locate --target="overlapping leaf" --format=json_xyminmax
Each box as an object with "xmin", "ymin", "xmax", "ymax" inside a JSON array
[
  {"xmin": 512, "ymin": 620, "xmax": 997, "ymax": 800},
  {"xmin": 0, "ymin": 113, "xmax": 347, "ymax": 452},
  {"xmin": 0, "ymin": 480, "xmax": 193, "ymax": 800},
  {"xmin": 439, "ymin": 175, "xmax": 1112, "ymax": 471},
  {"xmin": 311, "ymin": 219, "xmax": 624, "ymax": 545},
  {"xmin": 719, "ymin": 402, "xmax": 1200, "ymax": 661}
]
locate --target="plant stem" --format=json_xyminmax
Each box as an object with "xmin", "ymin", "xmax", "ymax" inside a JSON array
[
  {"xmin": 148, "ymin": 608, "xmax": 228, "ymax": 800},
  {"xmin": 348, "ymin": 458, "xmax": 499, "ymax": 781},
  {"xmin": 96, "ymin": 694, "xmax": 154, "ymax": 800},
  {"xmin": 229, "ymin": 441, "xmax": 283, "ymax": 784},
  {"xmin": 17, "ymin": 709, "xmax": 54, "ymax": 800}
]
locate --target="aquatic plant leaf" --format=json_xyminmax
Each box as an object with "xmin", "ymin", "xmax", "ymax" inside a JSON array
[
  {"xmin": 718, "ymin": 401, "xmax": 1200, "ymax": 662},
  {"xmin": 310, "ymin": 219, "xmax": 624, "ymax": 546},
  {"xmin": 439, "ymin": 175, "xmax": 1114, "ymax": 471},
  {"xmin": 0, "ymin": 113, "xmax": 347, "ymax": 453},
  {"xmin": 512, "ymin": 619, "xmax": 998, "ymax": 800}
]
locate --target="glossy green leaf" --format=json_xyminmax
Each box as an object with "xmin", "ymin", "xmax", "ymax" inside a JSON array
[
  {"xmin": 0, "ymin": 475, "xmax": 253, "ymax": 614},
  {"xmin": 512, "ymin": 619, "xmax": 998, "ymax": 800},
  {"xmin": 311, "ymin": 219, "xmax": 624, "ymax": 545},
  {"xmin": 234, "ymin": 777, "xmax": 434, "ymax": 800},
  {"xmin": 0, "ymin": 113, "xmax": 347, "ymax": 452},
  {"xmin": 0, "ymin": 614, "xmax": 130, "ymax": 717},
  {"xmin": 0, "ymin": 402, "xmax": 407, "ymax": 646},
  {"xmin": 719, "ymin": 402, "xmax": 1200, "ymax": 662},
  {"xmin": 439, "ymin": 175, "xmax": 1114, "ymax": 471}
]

^^^^

• [Job] Rewrite all of the data above, replacing every occurrence of "JSON array" with "JSON list" and keeping everything else identical.

• [Answer]
locate --target="overlapping leaf" --format=json_xyminmax
Each box as an object with "xmin", "ymin", "xmax", "ymax" inside a JSON list
[
  {"xmin": 512, "ymin": 620, "xmax": 997, "ymax": 800},
  {"xmin": 0, "ymin": 113, "xmax": 347, "ymax": 452},
  {"xmin": 0, "ymin": 480, "xmax": 193, "ymax": 800},
  {"xmin": 439, "ymin": 175, "xmax": 1112, "ymax": 471},
  {"xmin": 311, "ymin": 219, "xmax": 624, "ymax": 545},
  {"xmin": 719, "ymin": 402, "xmax": 1200, "ymax": 661}
]
locate --target="plant stem" --format=json_xyminmax
Each box as an object with "xmin", "ymin", "xmax", "ymax" inside a JSON list
[
  {"xmin": 148, "ymin": 608, "xmax": 228, "ymax": 800},
  {"xmin": 348, "ymin": 458, "xmax": 499, "ymax": 781},
  {"xmin": 96, "ymin": 694, "xmax": 154, "ymax": 800},
  {"xmin": 229, "ymin": 441, "xmax": 283, "ymax": 784},
  {"xmin": 17, "ymin": 709, "xmax": 54, "ymax": 800}
]
locate --target="aquatic plant leaf" --format=json_xyminmax
Each box as an object with "xmin", "ymin", "xmax", "ymax" inside a JSON list
[
  {"xmin": 718, "ymin": 401, "xmax": 1200, "ymax": 662},
  {"xmin": 310, "ymin": 219, "xmax": 624, "ymax": 546},
  {"xmin": 439, "ymin": 175, "xmax": 1114, "ymax": 471},
  {"xmin": 0, "ymin": 113, "xmax": 347, "ymax": 453},
  {"xmin": 512, "ymin": 619, "xmax": 998, "ymax": 800}
]
locate --target="glossy green leaf" --format=json_xyminmax
Each box as an object with "xmin", "ymin", "xmax", "ymax" inside a JSON list
[
  {"xmin": 0, "ymin": 475, "xmax": 253, "ymax": 614},
  {"xmin": 512, "ymin": 619, "xmax": 998, "ymax": 800},
  {"xmin": 311, "ymin": 219, "xmax": 624, "ymax": 545},
  {"xmin": 234, "ymin": 777, "xmax": 434, "ymax": 800},
  {"xmin": 0, "ymin": 113, "xmax": 347, "ymax": 452},
  {"xmin": 0, "ymin": 614, "xmax": 130, "ymax": 717},
  {"xmin": 0, "ymin": 402, "xmax": 407, "ymax": 646},
  {"xmin": 719, "ymin": 402, "xmax": 1200, "ymax": 662},
  {"xmin": 439, "ymin": 175, "xmax": 1114, "ymax": 471}
]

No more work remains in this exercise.